Please find each line in the records below that contains the word "blue", and copy those lines out. Case counts when matching.

> Data provided
______

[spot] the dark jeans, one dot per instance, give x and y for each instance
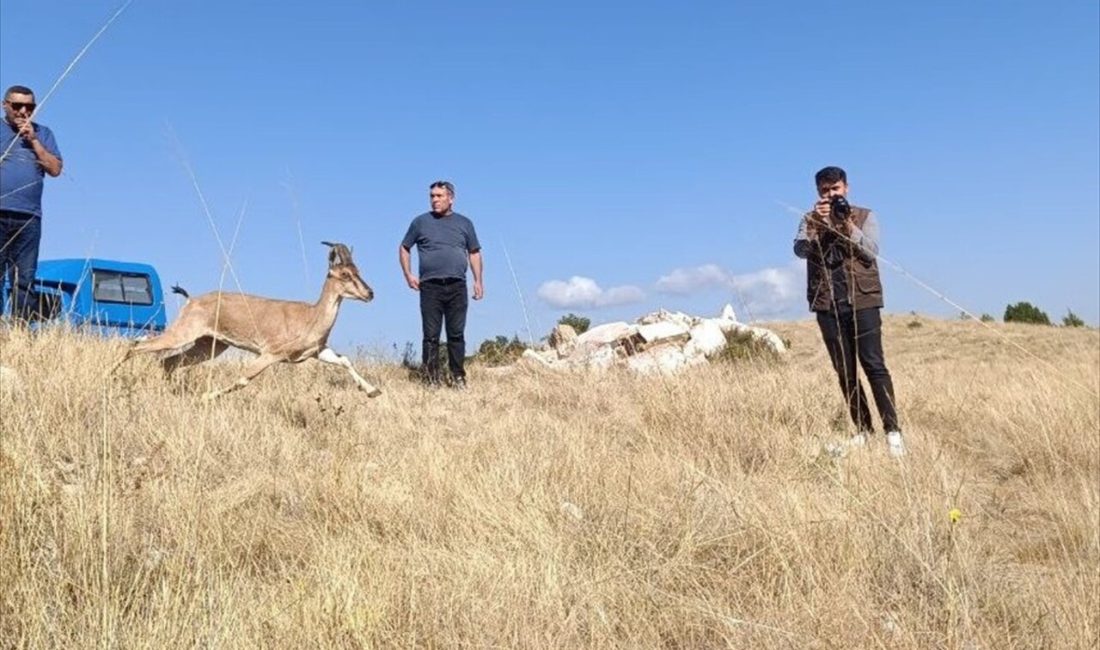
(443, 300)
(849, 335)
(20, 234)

______

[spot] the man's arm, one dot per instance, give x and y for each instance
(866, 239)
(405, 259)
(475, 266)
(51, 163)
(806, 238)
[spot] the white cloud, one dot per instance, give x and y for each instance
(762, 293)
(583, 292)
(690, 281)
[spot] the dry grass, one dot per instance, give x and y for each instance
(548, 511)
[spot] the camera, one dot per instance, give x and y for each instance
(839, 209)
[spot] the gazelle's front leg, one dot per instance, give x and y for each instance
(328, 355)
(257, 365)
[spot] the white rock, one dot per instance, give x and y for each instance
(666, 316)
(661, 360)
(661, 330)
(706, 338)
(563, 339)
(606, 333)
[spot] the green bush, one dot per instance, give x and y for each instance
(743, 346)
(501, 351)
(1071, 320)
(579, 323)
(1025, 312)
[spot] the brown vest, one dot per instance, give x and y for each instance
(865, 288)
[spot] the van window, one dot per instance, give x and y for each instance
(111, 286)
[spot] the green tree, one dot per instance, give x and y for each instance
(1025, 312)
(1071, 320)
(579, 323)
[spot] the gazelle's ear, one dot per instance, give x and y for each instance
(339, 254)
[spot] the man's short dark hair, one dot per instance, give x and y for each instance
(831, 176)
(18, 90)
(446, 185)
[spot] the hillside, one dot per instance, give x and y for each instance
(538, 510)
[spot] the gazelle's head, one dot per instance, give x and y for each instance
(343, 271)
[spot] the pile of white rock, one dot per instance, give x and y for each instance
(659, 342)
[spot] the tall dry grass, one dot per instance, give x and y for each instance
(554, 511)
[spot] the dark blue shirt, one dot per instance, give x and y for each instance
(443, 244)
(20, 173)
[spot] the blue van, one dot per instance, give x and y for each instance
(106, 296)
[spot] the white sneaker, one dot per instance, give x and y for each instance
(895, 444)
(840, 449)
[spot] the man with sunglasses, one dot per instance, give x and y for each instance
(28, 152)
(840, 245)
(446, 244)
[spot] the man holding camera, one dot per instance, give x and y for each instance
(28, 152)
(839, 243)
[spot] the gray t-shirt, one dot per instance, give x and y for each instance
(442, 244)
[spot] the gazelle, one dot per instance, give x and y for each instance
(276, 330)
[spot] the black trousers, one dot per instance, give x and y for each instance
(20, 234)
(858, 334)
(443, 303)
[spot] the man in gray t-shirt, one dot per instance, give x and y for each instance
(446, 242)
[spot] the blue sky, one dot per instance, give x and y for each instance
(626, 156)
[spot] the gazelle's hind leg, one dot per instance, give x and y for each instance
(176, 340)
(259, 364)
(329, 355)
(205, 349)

______

> Task result
[spot] the dark blue shirt, one dot per instance, give x and y for each instance
[spot] the blue van, one dot per instance, give x and y for each instance
[spot] the blue sky, one dot per instance, give x and y for each instance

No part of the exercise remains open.